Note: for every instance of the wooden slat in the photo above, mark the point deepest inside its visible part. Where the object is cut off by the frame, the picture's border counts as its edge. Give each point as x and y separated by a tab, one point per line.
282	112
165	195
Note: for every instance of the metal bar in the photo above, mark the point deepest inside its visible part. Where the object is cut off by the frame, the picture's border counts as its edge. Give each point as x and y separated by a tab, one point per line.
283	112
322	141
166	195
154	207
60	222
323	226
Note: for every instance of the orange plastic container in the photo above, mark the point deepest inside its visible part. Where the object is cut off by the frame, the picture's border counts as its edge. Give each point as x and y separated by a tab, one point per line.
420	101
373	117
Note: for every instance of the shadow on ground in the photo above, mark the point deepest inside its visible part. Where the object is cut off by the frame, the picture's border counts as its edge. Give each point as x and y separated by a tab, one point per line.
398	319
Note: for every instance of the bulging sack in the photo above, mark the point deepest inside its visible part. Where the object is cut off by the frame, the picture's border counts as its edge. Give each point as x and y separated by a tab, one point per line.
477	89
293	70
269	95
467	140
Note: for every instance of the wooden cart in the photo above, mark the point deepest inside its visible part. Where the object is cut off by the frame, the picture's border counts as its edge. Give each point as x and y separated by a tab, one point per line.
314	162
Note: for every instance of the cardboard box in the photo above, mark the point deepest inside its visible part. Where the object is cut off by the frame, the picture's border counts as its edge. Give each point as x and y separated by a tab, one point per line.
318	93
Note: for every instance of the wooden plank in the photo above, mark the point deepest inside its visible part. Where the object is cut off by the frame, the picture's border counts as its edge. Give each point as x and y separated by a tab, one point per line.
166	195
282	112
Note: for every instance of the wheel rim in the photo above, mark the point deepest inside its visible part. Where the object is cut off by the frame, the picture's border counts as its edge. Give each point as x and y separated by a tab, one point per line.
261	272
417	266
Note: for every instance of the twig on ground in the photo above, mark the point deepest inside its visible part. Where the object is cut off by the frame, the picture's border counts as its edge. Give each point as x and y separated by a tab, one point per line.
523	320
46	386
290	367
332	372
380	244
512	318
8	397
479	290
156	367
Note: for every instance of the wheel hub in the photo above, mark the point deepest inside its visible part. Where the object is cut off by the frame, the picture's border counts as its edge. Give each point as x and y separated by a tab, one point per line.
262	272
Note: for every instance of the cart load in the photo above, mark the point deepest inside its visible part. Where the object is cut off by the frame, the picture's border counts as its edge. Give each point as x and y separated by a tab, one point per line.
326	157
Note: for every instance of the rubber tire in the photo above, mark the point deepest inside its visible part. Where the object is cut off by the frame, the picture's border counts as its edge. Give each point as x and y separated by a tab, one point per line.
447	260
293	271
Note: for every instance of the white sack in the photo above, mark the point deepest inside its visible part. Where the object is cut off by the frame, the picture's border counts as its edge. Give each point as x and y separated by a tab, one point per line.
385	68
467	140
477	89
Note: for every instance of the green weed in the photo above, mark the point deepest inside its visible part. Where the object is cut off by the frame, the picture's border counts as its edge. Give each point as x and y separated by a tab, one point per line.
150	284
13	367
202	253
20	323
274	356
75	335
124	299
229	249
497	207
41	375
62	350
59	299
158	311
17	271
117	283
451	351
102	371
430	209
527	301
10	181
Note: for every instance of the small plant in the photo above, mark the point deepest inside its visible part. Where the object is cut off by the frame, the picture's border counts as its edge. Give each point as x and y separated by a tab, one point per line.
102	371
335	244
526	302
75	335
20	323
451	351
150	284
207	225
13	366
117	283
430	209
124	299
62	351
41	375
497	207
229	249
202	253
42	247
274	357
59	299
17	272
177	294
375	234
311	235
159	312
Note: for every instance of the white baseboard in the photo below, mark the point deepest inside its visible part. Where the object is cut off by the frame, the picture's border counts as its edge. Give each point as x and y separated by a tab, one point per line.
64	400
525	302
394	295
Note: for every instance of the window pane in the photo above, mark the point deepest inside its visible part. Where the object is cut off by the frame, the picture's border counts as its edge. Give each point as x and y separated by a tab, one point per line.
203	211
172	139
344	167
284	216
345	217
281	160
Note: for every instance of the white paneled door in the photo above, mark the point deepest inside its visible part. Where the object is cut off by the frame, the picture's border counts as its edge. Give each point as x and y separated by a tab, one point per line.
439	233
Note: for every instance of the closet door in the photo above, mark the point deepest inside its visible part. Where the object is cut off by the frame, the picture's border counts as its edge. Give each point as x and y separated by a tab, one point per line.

──────────────────────────────

_Instrucción escrita_
¿Puedes volver a escribir todo el material de arriba cambiando "metal bar" por "steel bar" y sin tocar nada más?

_Solución del ejercicio_
Note: for every instance of the wooden slat in the photo above, mark the point deepest inside its visible part. Where the object is cut off by the frame, the picture's border counts as its edge. Give each point as x and y separated by a tab, one point per line.
282	112
165	195
Note: for every instance of the steel bar in the photo above, mark the point deepest inside its visible part. Where the object is cut off by the frame, the picture's border counts as its edge. Give each point as x and y separated by a tab, one point per line.
283	112
322	141
166	195
154	207
60	222
323	226
Note: for every instance of the orange plastic container in the photo above, mark the point deepest inside its visible part. Where the object is cut off by the frame, the picture's border counts as its edge. Give each point as x and y separated by a tab, one point per line.
420	101
373	117
Note: for every instance of the shadow on ground in the photo above, mark the point deepest inside its visible part. Where the object is cut off by the frame, the picture's border counts as its edge. Give each point as x and y separated by a tab, one point per line.
398	319
Note: for every instance of the bulging sack in the photo above, mark the point deepest inside its visible part. Where the object is cut off by the frame, the picture's border counts as its edge. Give each point as x and y separated by a tab, one point per line.
477	89
293	70
269	95
467	140
Note: for every instance of the wooden cart in the photo above, mark the point deepest inside its visible part. Where the object is cut off by the frame, the picture's border counts as its edge. Give each point as x and y separated by a tab, one point per line.
314	162
Note: for every instance of the cardboard box in the photo above, mark the point deepest inside its visible part. Where the object is cut off by the frame, the picture's border counts as its edge. Give each point as x and y separated by a tab, one point per line.
318	93
Note: for every instance of the wooden plank in the photo above, mark the point deepest inside its visible part. Where the object is cut off by the frame, the picture's border counts as its edge. Give each point as x and y separated by a tab, one point per line.
166	195
282	112
Note: for every instance of the wheel rim in the photo above, mark the point deepest inside its visible part. Where the object is cut off by the frame, the picture's border counts as its edge. Give each point as x and y separated by a tab, one point per line.
261	272
417	266
Note: for every instance of the twig on ground in the photo above, mark the point deepest inside its visible part. Where the object is cut off by the frame, the picture's border counts as its edge. Give each point as x and y separated by a tab, one point per line.
523	320
46	386
290	367
332	372
380	244
512	318
8	397
479	290
156	367
Note: for every instance of the wheel hub in the photo above, mark the point deepest inside its visible part. Where the object is cut off by the frame, the picture's border counts as its edge. Give each point as x and y separated by a tab, one point per line.
262	272
Note: for every instance of the cart load in the photo above, mark the point deepest inside its visible part. Where the object is cut off by the frame, the picture's border counts as its edge. Give each point as x and y separated by a tab, one point per line.
326	157
Note: for every instance of the rubber tire in the photo above, mark the point deepest inside its visible part. Where the object is cut off by the frame, the picture's border counts as its edge. Give each point as x and y separated by a tab, one point per line.
447	260
293	271
Note: for every instance of the white sack in the photo above, mark the point deepest inside its visible part. Where the object is cut off by the frame, the picture's border counts as its edge. Give each point as x and y separated by a tab, one point per line.
385	68
467	140
477	89
Note: for every instance of the green weed in the photo above, mark the point deepest inside its visible part. Where the object is cut off by the frame, the picture's border counts as its edge. Give each point as x and y separated by a tab, one point per line.
150	284
13	367
202	253
20	323
274	356
75	335
124	299
229	249
497	207
41	375
62	350
59	299
158	311
17	271
117	283
451	351
102	371
430	209
527	301
10	181
Note: for every instance of the small plant in the photo above, mark the point deepest inside its visible part. Where the object is cut off by the frame, the picture's border counts as its edge. Give each point as x and y separated by a tab, one point per line.
102	371
335	244
526	302
75	335
20	323
451	351
150	284
207	225
13	366
117	283
430	209
124	299
62	351
41	375
497	207
229	249
202	253
42	247
274	357
59	299
17	272
177	294
375	234
311	235
159	312
Note: for every instance of the white baseboard in the photo below, mark the point deepest inside its visible part. Where the object is cut off by the frame, the picture's border counts as its edge. Give each point as x and y separated by a tab, one point per line.
64	400
525	302
394	295
Note: for every instance of the window pane in the photo above, mark the point deepest inside its visible part. Where the object is cut off by the frame, the picture's border counts as its edge. Give each point as x and y separated by a tab, one point per line.
203	211
172	139
344	167
284	216
345	217
281	160
Note: for every instance of the white paneled door in the photo above, mark the point deepest inside its visible part. Where the object is cut off by the frame, the picture's border counts as its edge. Give each point as x and y separated by a tab, one point per line.
439	233
Note: for every instance of the closet door in the photo above, mark the point deepest inside its visible part. Where the object is cut off by the frame, the picture's border counts as its edge. Give each point as x and y separated by a tab, one point per line.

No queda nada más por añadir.